TEKS YANG DIBERIKAN:
_ _ _ _ _
Tiongkok Menggunakan Batasan Exit dari Negara Sebagai Alat Penting untuk Menekan HAM

oleh Lin Yi

Pada 2 Mei, kelompok hak asasi manusia “Safeguard Defenders” merilis laporan baru yang menyebutkan bahwa “pembatasan keluar negeri” telah menjadi alat penting bagi rezim Beijing untuk menekan hak asasi manusia, dan siapa pun dapat menjadi sasaran korbannya.

Kelompok Safeguard Defenders telah mendiskusikan secara mendalam tentang pembatasan keluar negeri yang belakangan ini semakin merajalela di Tiongkok. Melalui analisis terhadap data resmi yang dikeluarkan Tiongkok, dan undang-undang yang relevan, juga kasus-kasus yang terjadi terhadap korban, Kelompok tersebut dapat menyimpulkan bahwa rezim Beijing semakin memperketat pengontrolan terhadap orang yang  akan meninggalkan Tiongkok.

Dengan mengecualikan jutaan pembatasan keluar negeri karena alasan etnis, juga dengan tanpa adanya data resmi yang lengkap, laporan itu memperkirakan bahwa masih terdapat ratusan ribu kasus pembatasan keluar negeri yang menimpa orang di Tiongkok. Bahkan skalanya terus melebar dari tahun ke tahun.

Dengan menggunakan “pembatasan keluar negeri” sebagai kata kunci untuk mencari jumlah putusan yang telah dikeluarkan oleh Mahkamah Agung Rakyat Tiongkok, kita bisa menemukan bahwa jumlah kasus telah meningkat hampir 8 kali lipat dari tahun 2016 yang hampir mencapai 5.000 kasus menjadi sekitar 39.000 kasus pada tahun 2020. Hal ini mencerminkan adanya peningkatan tajam dalam jumlah pembatasan keluar negeri dari Tiongkok.

Kolumnis Epoch Times Wang He mengatakan : “Tujuannya adalah untuk menaklukkan seluruh masyarakat dan membuat warga sipil rela menjadi budak PKT. Tetapi di sisi lain, sebagaimana kata pepatah PKT sendiri bahwa, di mana ada penindasan, di sana ada perlawanan. Jadi semakin banyak ia melakukan itu, maka semakin banyak orang yang dapat memahami sifat jahat PKT”.
_ _ _ _ _
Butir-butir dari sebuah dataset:
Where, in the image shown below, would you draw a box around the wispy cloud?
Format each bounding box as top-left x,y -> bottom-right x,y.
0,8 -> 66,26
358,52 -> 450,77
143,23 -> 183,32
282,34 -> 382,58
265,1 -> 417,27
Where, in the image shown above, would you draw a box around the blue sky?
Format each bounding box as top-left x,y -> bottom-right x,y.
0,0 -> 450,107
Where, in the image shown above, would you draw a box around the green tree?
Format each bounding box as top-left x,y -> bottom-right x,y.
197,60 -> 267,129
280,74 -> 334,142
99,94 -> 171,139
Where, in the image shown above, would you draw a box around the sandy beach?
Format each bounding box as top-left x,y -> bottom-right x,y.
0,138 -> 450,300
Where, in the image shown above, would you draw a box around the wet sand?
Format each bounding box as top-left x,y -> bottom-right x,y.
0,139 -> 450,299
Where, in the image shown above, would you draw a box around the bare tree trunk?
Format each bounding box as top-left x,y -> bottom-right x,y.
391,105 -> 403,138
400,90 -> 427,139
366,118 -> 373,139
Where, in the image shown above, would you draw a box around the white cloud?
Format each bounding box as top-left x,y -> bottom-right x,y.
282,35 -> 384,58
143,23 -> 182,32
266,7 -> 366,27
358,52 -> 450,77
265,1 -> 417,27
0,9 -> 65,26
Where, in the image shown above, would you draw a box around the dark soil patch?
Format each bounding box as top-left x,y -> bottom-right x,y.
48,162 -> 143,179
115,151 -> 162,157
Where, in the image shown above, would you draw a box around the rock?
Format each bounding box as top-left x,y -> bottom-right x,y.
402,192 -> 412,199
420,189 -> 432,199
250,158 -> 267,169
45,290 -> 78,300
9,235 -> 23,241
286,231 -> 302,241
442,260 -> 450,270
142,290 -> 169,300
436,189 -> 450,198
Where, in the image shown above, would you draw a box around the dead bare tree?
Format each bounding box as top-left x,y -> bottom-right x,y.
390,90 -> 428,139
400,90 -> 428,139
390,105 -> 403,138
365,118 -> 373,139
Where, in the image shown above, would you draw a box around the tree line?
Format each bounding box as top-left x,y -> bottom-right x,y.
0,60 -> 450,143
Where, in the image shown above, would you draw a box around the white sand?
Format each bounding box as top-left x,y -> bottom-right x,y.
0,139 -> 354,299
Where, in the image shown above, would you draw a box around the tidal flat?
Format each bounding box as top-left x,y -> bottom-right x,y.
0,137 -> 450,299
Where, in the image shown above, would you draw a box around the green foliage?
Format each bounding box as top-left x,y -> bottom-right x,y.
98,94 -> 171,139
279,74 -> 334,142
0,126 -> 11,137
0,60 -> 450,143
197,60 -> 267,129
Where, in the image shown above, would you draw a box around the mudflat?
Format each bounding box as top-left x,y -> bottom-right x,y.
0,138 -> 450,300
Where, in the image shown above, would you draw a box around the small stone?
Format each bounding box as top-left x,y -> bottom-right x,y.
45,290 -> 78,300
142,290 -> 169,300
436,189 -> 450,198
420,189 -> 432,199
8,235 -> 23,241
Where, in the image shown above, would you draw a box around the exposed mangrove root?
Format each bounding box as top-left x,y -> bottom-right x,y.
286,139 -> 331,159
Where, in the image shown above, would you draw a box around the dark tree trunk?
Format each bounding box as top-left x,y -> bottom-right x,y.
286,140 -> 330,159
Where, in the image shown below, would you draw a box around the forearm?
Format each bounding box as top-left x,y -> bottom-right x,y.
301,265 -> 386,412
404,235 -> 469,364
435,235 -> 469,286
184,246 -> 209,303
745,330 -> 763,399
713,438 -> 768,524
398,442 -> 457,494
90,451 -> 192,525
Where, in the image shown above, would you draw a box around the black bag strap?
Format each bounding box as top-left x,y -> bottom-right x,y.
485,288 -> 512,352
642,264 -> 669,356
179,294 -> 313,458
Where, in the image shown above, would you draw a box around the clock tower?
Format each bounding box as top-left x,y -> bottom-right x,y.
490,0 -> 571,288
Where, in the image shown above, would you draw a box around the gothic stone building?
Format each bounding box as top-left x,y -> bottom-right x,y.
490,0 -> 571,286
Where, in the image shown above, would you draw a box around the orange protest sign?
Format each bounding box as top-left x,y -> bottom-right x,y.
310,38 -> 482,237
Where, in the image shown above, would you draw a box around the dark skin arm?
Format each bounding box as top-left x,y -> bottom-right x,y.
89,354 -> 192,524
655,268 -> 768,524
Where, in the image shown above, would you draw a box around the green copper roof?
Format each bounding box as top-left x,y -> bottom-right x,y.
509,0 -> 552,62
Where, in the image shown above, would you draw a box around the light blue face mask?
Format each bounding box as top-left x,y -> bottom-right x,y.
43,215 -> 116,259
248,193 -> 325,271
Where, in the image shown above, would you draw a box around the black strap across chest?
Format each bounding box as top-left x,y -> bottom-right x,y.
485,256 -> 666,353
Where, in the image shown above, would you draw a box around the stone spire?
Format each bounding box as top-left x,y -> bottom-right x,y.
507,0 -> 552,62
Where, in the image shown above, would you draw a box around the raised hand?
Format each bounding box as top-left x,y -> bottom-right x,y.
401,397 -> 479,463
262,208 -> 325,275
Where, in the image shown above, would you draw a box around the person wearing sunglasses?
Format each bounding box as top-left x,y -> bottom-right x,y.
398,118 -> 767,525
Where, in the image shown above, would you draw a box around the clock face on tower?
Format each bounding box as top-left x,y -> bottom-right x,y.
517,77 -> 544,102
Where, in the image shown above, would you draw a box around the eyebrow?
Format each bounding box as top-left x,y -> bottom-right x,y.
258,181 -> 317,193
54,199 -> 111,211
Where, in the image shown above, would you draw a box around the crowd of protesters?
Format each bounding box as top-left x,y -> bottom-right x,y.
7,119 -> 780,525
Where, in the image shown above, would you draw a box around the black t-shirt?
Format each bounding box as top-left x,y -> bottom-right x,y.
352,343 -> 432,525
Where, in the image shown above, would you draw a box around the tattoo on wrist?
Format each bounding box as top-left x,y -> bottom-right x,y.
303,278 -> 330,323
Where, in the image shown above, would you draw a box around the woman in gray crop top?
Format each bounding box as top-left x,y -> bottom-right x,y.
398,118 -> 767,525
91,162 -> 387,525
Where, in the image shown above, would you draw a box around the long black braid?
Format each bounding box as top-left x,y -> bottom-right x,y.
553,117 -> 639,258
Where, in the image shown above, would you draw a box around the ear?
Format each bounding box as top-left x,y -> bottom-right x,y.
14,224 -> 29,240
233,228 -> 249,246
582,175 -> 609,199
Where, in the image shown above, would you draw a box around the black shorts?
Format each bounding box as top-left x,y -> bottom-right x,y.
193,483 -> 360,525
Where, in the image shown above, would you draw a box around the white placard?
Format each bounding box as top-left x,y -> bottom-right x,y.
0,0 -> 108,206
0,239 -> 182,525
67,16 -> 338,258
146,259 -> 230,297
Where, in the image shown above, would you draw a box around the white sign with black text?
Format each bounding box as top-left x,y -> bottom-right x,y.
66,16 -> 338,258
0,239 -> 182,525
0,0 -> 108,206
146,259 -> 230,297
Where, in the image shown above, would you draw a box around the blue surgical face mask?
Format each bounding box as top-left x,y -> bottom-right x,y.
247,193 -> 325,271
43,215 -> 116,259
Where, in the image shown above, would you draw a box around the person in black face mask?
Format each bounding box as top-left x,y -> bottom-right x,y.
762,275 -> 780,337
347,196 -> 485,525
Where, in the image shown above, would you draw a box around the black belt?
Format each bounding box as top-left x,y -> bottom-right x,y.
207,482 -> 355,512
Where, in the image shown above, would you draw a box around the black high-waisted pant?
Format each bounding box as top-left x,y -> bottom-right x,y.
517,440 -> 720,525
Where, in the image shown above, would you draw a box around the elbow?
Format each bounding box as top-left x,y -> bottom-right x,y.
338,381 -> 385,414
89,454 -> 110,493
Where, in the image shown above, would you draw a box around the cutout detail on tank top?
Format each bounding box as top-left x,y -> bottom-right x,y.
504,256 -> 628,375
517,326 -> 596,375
_ _ _ _ _
TUJUAN 1: Tulis ulang bagian teks tentang pembatasan keluar negeri di Tiongkok di antara "Dengan mengecualikan jutaan" dan "tahun ke tahun.", termasuk kedua ujungnya, dengan mengganti "ratusan ribu" menjadi "puluhan ribu".
TUJUAN 2: Menurut teks tentang pembatasan keluar negeri di Tiongkok, pada tanggal berapa Safeguard Defenders merilis laporan barunya?

JAWABAN AKHIR 1:
Dengan mengecualikan jutaan pembatasan keluar negeri karena alasan etnis, juga dengan tanpa adanya data resmi yang lengkap, laporan itu memperkirakan bahwa masih terdapat puluhan ribu kasus pembatasan keluar negeri yang menimpa orang di Tiongkok. Bahkan skalanya terus melebar dari tahun ke tahun.

JAWABAN AKHIR 2: Pada 2 Mei.